* **Supplied records**
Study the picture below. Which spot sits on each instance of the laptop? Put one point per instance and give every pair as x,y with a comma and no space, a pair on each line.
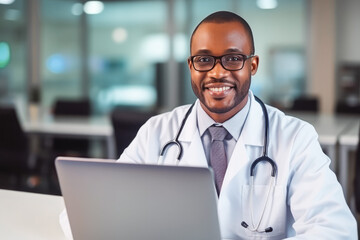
111,200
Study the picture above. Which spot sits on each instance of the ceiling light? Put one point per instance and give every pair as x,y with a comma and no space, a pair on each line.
76,9
267,4
93,7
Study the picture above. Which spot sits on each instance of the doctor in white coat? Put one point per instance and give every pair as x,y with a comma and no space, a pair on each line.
306,202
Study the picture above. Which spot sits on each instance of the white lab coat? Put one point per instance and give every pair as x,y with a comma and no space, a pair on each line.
308,201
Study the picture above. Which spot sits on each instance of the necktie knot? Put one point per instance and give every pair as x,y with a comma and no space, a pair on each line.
218,133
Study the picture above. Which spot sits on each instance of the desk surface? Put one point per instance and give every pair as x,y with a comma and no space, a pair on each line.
76,126
30,216
328,126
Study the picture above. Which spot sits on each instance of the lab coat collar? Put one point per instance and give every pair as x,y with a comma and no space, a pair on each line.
190,126
253,131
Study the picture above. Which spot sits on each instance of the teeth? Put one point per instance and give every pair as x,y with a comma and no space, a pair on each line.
221,89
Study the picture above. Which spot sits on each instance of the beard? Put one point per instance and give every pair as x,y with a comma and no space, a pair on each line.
241,91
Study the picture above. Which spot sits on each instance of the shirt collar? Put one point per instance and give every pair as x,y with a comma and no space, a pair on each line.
233,125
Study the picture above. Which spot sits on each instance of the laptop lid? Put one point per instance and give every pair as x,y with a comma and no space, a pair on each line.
110,200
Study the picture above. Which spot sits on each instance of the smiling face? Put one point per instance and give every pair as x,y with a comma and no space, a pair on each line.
222,93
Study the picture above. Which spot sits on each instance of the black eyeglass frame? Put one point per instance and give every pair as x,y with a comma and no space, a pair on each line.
245,57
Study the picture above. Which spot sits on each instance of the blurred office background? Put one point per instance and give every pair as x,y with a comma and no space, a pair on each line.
134,53
131,54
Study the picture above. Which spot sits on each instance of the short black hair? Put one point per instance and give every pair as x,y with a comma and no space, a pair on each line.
224,17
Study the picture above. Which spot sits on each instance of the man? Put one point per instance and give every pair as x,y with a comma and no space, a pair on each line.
307,201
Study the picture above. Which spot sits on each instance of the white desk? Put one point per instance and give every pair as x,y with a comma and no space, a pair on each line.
74,127
30,216
347,142
329,128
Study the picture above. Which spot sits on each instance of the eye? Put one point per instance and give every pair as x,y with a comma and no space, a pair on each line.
234,58
202,59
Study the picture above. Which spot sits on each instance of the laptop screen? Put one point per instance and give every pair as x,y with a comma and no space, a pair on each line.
111,200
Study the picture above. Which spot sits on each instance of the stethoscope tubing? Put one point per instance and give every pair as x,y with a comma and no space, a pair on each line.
264,157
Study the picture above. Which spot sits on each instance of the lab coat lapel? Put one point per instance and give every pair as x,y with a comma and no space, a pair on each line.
193,150
252,135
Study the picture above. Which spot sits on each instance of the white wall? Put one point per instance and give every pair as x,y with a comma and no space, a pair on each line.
348,30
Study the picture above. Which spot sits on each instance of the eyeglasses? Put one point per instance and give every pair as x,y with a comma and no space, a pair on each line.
230,62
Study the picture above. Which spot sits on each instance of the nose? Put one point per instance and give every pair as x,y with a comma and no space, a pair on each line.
218,70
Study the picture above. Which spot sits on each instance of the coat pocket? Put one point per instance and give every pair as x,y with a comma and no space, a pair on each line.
263,209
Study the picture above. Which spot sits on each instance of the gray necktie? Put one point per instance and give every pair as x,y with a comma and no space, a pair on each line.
217,154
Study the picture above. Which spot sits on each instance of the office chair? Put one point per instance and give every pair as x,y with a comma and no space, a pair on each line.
306,104
357,177
126,123
67,146
15,155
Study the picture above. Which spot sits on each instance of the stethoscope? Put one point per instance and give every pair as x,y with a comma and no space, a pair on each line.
264,158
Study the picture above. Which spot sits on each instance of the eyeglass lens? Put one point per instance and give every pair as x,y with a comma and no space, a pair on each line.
229,62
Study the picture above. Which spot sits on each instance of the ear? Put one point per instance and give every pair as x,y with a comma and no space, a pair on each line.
254,64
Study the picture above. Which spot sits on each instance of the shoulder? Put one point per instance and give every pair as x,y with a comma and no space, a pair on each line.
166,123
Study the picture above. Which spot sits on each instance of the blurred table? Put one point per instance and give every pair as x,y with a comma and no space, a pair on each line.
329,128
347,142
96,127
30,216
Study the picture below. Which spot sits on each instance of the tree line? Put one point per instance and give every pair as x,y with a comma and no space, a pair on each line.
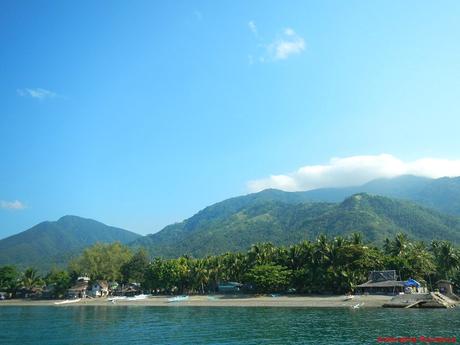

* **Work required**
Identify every line in the items above that contains the word "office", and copy each of those lines in full.

* **Expected answer**
Study the picture above. Which spot sits on each instance of the blurred office background? Put one point per instance and give every pair as x,y with a comma and no space, a pair on each line.
Study the picture above. Which spot sits on each instance of the office chair? Put one point per instance and give every pair as x,y with a comma and no space, a pair on each line.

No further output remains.